DATA PROVIDED:
-*-
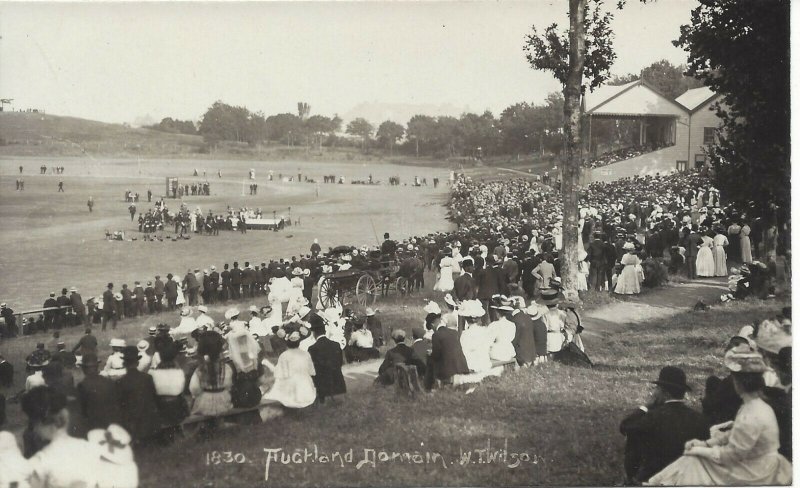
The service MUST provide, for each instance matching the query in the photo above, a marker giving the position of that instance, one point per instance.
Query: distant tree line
(521, 129)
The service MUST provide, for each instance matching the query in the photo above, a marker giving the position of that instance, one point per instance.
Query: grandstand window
(699, 160)
(708, 135)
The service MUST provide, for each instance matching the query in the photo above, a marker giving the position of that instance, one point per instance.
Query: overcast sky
(118, 62)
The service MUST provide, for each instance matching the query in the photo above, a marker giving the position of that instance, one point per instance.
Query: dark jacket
(655, 439)
(465, 287)
(524, 342)
(98, 399)
(399, 354)
(327, 358)
(446, 355)
(138, 404)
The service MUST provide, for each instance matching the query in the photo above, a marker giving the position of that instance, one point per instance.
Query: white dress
(705, 258)
(503, 332)
(476, 342)
(294, 385)
(628, 282)
(445, 282)
(720, 258)
(746, 455)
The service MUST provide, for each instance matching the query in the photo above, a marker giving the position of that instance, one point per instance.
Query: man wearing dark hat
(97, 395)
(109, 308)
(137, 399)
(327, 358)
(657, 433)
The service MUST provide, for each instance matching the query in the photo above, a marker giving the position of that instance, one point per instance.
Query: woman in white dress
(705, 258)
(744, 244)
(445, 282)
(294, 372)
(720, 257)
(742, 452)
(628, 282)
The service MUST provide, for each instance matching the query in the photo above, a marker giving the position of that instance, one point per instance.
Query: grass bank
(552, 425)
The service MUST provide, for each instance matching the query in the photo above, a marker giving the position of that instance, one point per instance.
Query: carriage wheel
(402, 286)
(327, 294)
(366, 290)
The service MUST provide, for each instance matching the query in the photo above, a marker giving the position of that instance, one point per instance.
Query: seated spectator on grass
(476, 340)
(97, 395)
(57, 458)
(294, 384)
(360, 347)
(327, 358)
(740, 452)
(170, 382)
(137, 399)
(447, 356)
(503, 332)
(401, 353)
(656, 433)
(211, 381)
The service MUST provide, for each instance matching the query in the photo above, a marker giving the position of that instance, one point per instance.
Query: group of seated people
(743, 436)
(458, 346)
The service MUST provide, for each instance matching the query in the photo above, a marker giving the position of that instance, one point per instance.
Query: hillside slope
(36, 134)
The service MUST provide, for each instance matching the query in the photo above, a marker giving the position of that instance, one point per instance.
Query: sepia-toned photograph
(395, 243)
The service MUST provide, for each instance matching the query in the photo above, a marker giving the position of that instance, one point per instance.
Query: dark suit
(98, 400)
(327, 358)
(465, 287)
(524, 342)
(138, 405)
(399, 354)
(657, 438)
(447, 357)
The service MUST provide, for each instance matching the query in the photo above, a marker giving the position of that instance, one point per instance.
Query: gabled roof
(637, 98)
(695, 98)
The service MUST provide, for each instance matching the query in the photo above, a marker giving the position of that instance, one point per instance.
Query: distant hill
(399, 112)
(37, 134)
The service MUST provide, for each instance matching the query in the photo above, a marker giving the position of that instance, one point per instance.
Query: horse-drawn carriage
(362, 281)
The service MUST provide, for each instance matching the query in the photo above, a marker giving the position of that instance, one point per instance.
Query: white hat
(432, 307)
(471, 308)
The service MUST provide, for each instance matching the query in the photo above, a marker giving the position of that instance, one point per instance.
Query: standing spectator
(137, 399)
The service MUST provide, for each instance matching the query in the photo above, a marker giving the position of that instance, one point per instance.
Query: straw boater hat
(743, 359)
(471, 308)
(432, 307)
(549, 296)
(114, 444)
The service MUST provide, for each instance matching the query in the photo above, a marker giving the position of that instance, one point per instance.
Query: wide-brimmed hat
(432, 307)
(114, 443)
(672, 377)
(744, 359)
(772, 337)
(471, 308)
(549, 296)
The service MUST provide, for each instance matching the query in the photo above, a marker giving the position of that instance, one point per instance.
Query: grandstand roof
(695, 98)
(637, 98)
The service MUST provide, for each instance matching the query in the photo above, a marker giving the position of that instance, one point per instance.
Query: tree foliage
(740, 51)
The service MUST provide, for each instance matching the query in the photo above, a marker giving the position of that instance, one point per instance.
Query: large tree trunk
(572, 164)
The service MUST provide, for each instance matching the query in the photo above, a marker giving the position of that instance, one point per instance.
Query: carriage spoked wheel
(327, 293)
(366, 290)
(402, 286)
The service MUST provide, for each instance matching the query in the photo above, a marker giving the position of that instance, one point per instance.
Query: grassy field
(550, 425)
(51, 240)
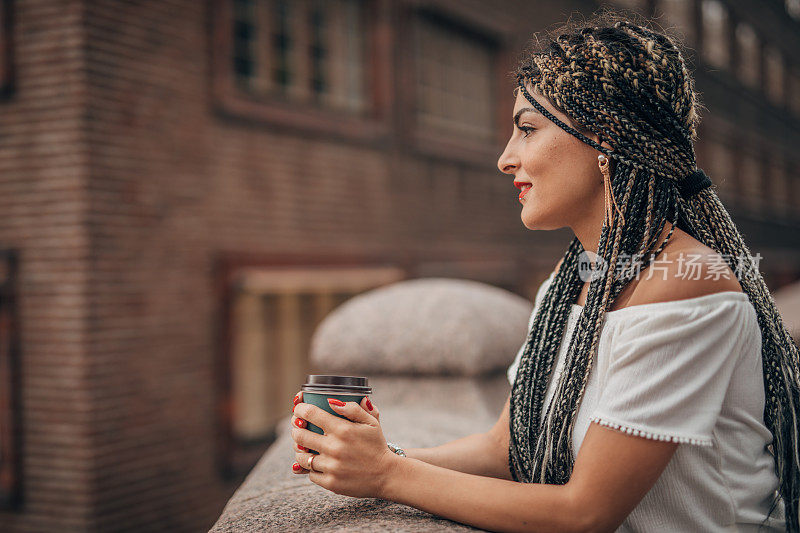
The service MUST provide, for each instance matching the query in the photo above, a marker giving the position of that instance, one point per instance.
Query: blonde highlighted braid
(629, 85)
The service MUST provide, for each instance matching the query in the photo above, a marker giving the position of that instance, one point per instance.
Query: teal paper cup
(319, 388)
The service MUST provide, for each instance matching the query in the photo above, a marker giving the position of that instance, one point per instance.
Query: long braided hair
(628, 84)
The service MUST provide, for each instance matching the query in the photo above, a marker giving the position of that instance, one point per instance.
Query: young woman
(644, 399)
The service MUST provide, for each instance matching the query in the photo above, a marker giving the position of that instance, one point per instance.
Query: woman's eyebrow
(521, 111)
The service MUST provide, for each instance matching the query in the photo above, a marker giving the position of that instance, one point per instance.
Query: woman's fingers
(322, 419)
(370, 408)
(297, 469)
(302, 459)
(308, 439)
(352, 411)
-*-
WHAT YOU WILL DO: Since the pictures are not wanted, repeat only the rest of the material, exactly as given.

RESULT:
The service MUST provide, for each instance matching the query in the photo above, a marker giving the position of that instance, one point per instance.
Query: distant tree line
(521, 129)
The service MUST provide, for each instance matching the query in the photo above, a marker giving the position of that instance, one point per instance.
Query: grandstand window
(699, 160)
(708, 135)
The service MUST provide, for each instance matching the query in the photo above, a marker giving the position of that instance, one point per instance.
Query: overcast sky
(118, 62)
The service MUST provide, for each instance matching the query in the photo above, a marker giving the position of that instance, one point per instance.
Query: dark jacket
(655, 439)
(465, 287)
(524, 342)
(98, 399)
(399, 354)
(327, 358)
(446, 355)
(138, 404)
The service MUST provide, for each instance matching the query in the photo above, a marker giving the position of that instance, one point per instance.
Query: white dress
(705, 258)
(503, 332)
(476, 342)
(294, 385)
(628, 282)
(445, 282)
(720, 258)
(746, 455)
The service MUST provide, for each instance matching the query in the photo above, a marker giving the position of that instance, one point per instance.
Query: man wearing dark hat
(97, 395)
(109, 308)
(137, 399)
(327, 358)
(657, 433)
The service MUST provide, for each instance matching the query in the photo above, a marker giving the position of that instance, one point per instance.
Query: woman in white dress
(705, 258)
(744, 244)
(445, 282)
(294, 372)
(720, 257)
(742, 452)
(628, 282)
The service MUST provide, for each instance matching the query in the photo above, a marker giving the position of that instance, one point per instance.
Query: grass bank
(552, 425)
The service MUST provide, for each instance matching the query in the photo above, a marker giving the position of that instance, one point per instance.
Query: carriage wheel
(402, 286)
(327, 294)
(366, 290)
The service MUST provide, for each instance matching the query in the photo above, a marker giving the position of that instance, one point per instance.
Query: seated spectator on grass
(476, 340)
(97, 395)
(57, 458)
(294, 384)
(360, 347)
(327, 358)
(740, 452)
(170, 382)
(137, 399)
(447, 356)
(503, 332)
(401, 353)
(656, 433)
(211, 381)
The service MUST provide, for each instance matching the query in the photo above, a marker giving the position of that instance, one point per instance.
Query: group of seated people
(743, 436)
(458, 346)
The service MUST provide, for each instance matching the query in the photo above, a marker giving the position of that instance, one point per instance.
Query: hillside slope
(36, 134)
The service MUST provide, for each instance matching the query in the photo above, a marker giving the position of that instance, one point per instance.
Query: sepia-toned photograph
(395, 243)
The service MUST provide, for each instance matching the query in the photo above, a marker giving the position of that instance, one point per instance.
Query: dark suit
(98, 400)
(327, 358)
(465, 287)
(524, 342)
(138, 405)
(399, 354)
(657, 438)
(447, 357)
The service MUST provide, for each instance matching the query in the photo above, a marker giving the position of that instance, one point per instance.
Query: gabled roof
(637, 98)
(695, 98)
The service MUST provide, for each instance matching the query in the photo above, a marker giving the position of that instance, one point per instance.
Query: distant hill
(399, 112)
(37, 134)
The service MUST provide, for each instance matching the query in the photo above, a marker giving the position of that instance, one point per instance.
Query: horse-drawn carriage
(362, 281)
The service MUST provide, for each instance matching the query in the photo above, a marker giving the position of that instance, one point per instance.
Query: white hat
(432, 307)
(471, 308)
The service MUST provide, for each instance matching the query in the photo above, a marker giving the position of that instance, one point per instance.
Query: standing spectator
(137, 399)
The service MUST provide, for each instance matching the query in the photo above, a marker giving the position of that instance, one point per instance.
Query: straw boater hat
(743, 359)
(471, 308)
(432, 307)
(549, 296)
(114, 444)
The service MUST provide, for each instance matching the query in the photo above, a marker giving the position of that instance, one point per instance.
Query: wide-brimmed hat
(432, 307)
(114, 443)
(672, 377)
(744, 359)
(772, 337)
(471, 308)
(549, 296)
The service MUST provide, for each instance matching the query in the photo above, a marker giving the position of that instance, one point per instance.
Query: grandstand roof
(695, 98)
(637, 98)
The service MUST provide, for each instance matching the query in the photo above, a marker giving the position of that instance, one point per instance.
Query: tree foliage
(740, 51)
The service MUST provide, for each instance matching the query in the photo above, a marker giving the position of that instance, one point per instance.
Query: large tree trunk
(572, 164)
The service MUST provide, for each instance matching the query in the photo above, a marker giving the position of that instance, one point per instance.
Query: carriage spoked wheel
(327, 293)
(366, 290)
(402, 286)
The service MUST provide, for each instance matching the query in the photo above, a marker giving the position of that instance, one point per instance.
Query: grassy field
(550, 425)
(51, 240)
The service MUST provide, for each instance matching the query in the photo above, a marker giving the position of that instance, one point per instance.
Query: blonde highlighted braid
(629, 85)
The service MUST provide, for each instance matching the query in the photo above, a marker giving the position of that instance, one point per instance.
Query: teal paper cup
(319, 388)
The service MUST provide, for each instance matching the query in the photo above, a marker giving the position of that instance, one point per instance.
Query: long braided hair
(628, 84)
The service MUST provide, for each instance matching the query in the photo above, a marker giving the position of that instance, one point per instance.
Query: young woman
(644, 399)
The service MUST provide, for each instance matching the query in the photo above, a marker giving the position of that instance, one point per instance.
Query: woman's eyebrow
(521, 111)
The service MUST provide, for each instance matching the query in the photo above, a marker giving the position of that instance, one point per instance.
Query: woman's fingers
(322, 419)
(370, 408)
(297, 469)
(302, 459)
(308, 439)
(352, 411)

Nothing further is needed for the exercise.